▸ **Reading passage**:
==================================================
By applying our posttest coronary risk stratification tool (CH-PROCAM-PTP), which incorporates a biological correlate of risk as defined by plaque formation in coronary arteries and by using posttest coronary risk that is based on coronary calcium percentiles, the number of high-risk patients increased from 17 to 30. Of these 17 patients, only 10 were defined as being at high risk by CH-PROCAM (data not shown). On the other hand, out of 38 intermediate-risk patients as defined by CH-PROCAM, 11 (29%) were re-classified into the high-risk category and 16 (42%) were reclassified into the low-risk category by using the CH-PROCAM-PTP algorithm (data not shown). Therefore, the knowledge of the presence and extent of coronary calcifications may be helpful to detect high-risk subjects, mainly assessed as intermediate risk subjects by CH-PROCAM. CH-PROCAM-PTP may close the detection gap inherent to conventional risk testing (CH-PROCAM) and allow for earlier risk reduction interventions.
The sensitivity and specificity of the EU-SCORE-PTP algorithm to detect high-risk patients defined by the CH-PROCAM-PTP extension were only 70% and 69%, respectively (Table 3). The agreement between CH-PROCAM-PTP and EU-SCORE-PTP for risk classification in this patient group was very low (weighted Kappa 0.26). This emphasises the possibility, that the incorporation of atherosclerosis imaging on top of CH-PROCAM and EU-SCORE increases the mutual validity of these algorithms; and that the differences between CH-PROCAM-PTP and EU-SCOREPTP are at least in part due to differences in the pretest probabilities.
An important clinical implication of atherosclerosis imaging can be exemplified for the indication of LDLC-lowering in the CH-PROCAM algorithm. As we showed in a very recent population survey on 914 Swiss primary care subjects (CORDICARE I Study, data on file), the agreement to initiate an LDLC-lowering therapy was very low between CH-PROCAM and EU-SCORE (weighted Kappa 0.26 [27]).
==================================================
▸ **Source data**:
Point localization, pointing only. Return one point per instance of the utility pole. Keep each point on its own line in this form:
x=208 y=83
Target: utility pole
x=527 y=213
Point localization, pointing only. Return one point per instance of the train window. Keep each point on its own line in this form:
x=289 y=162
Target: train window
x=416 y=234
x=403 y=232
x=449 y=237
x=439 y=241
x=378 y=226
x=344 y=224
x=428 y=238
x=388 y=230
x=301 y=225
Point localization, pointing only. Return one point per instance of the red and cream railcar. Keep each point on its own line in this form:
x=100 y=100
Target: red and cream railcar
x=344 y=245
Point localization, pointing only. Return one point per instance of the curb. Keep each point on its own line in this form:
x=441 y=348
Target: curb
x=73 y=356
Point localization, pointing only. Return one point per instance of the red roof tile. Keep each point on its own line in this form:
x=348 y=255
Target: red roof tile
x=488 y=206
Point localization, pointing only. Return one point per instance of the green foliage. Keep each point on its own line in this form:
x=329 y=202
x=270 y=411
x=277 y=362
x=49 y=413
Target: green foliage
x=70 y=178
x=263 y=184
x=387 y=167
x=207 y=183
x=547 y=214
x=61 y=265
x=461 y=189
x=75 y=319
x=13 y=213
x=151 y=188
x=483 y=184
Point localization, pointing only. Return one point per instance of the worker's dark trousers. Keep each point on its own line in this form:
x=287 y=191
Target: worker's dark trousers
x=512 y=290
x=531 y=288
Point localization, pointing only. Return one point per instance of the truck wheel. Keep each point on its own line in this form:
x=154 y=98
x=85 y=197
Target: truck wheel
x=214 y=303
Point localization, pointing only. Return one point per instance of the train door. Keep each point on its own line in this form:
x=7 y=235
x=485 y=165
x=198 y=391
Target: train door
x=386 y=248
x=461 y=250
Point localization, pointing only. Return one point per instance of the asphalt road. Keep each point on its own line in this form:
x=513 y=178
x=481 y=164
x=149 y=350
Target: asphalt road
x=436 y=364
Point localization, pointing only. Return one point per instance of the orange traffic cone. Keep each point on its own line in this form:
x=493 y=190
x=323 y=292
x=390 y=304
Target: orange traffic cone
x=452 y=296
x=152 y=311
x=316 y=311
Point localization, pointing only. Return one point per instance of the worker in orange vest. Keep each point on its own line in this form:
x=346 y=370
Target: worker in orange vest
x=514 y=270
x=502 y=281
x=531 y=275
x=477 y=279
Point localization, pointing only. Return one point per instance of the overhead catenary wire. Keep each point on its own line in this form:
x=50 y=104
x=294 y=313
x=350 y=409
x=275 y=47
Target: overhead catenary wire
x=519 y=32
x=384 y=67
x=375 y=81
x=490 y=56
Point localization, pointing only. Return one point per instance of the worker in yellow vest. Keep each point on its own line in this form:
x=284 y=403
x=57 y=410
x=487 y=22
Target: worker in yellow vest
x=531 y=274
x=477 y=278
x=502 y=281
==================================================
▸ **Work order 1**:
Print the coronary risk passage starting at "An important clinical" and ending at "Kappa 0.26 [27]).".
▸ **Work order 2**:
Carry on the coronary risk passage from its final sentence.

▸ **Exercise response 1**:
An important clinical implication of atherosclerosis imaging can be exemplified for the indication of LDLC-lowering in the CH-PROCAM algorithm. As we showed in a very recent population survey on 914 Swiss primary care subjects (CORDICARE I Study, data on file), the agreement to initiate an LDLC-lowering therapy was very low between CH-PROCAM and EU-SCORE (weighted Kappa 0.26 [27]).

▸ **Exercise response 2**:
In this study, we applied atherosclerosis imaging using coronary calcium for the estimation of posttest risk (CH-PROCAM-PTP) to the whole group of 175 primary care patients. This strategy modifies the indication for a LDLC-lowering therapy in 24 of 175 patients (14%). Therefore, the agreement between CH-PRO-CAM and CH-PROCAM-PTP (weighted kappa 0.71) was sufficient. We therefore conclude that coronary calcium imaging should not be used as a screening test to decide whether a LDLC-lowering drug treatment should be started or not. However, in the intermediate risk patients (n = 38) defined by CH-PROCAM, the indication for a LDLC-lowering therapy was different in 9 of 38 patients (24%) when using the CH-PROCAM-PTP algorithm. The indication to start a LDLC-lowering treatment was therefore quite different 0.53 (weighted kappa statistics). This example underlines the importance of additional risk modification tools in intermediate risk patients. Furthermore, our findings are in line with the recommendation of a consensus paper on coronary calcifications [28].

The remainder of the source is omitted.